> **DIRECTIONS**
A - According to the Day 119 trail log, what was the weather that day?
B - Summarize the Day 119 trail log in two sentences.
C - Reproduce the Day 119 trail log word for word from "Accommodation:  Cabin" to "is still sore.".

> **PASSAGE SHOWN**
━━━━━━━━━━

Day 119 - Continental Divide Trail - Darby

Day: 119

Date: Monday, 02 September 2024

Start:  Chief Joseph Pass (but staying in Darby MT)

Finish:  Chief Joseph Pass (but staying in Darby MT)

Daily Kilometres:  0.0

GPX Track:  Click here for Julie’s Strava & Photos from her runs today.

Total Kilometres:  3437.0

Weather:  Warm and sunny with a heavy smoke haze.

Accommodation:  Cabin

Nutrition:

  Breakfast:  Homemade, by Julie, scrambled eggs and ham steaks with toasted muffins and jam.

  Lunch:  Ham & cheese subs.

  Dinner:  Pulled pork, macaroni cheese, beans & coleslaw/Burrito & sweet potato fries, icecream.

Aches:  Nothing reported, though Julie's eye is still sore.

Highlight:  Nothing in particular.

Lowlight:  Nothing in particular.

━━━━━━━━━━

> **AVAILABLE DATA**
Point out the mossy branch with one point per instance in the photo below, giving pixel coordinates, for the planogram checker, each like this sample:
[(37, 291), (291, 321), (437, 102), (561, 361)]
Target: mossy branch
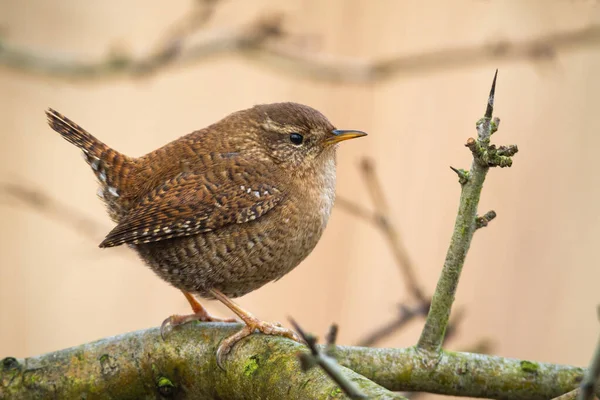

━━━━━━━━━━

> **RESPONSE LIST**
A - Warm and sunny with a heavy smoke haze.

B - On Monday, 02 September 2024, day 119 of the Continental Divide Trail, no kilometres were covered, so the total stayed at 3437.0, with Chief Joseph Pass listed as both start and finish and the night spent in a cabin in Darby MT. The weather was warm and sunny with a heavy smoke haze, Julie made a homemade breakfast, and the only complaint was Julie's still-sore eye, with no particular highlight or lowlight.

C -
Accommodation:  Cabin

Nutrition:

  Breakfast:  Homemade, by Julie, scrambled eggs and ham steaks with toasted muffins and jam.

  Lunch:  Ham & cheese subs.

  Dinner:  Pulled pork, macaroni cheese, beans & coleslaw/Burrito & sweet potato fries, icecream.

Aches:  Nothing reported, though Julie's eye is still sore.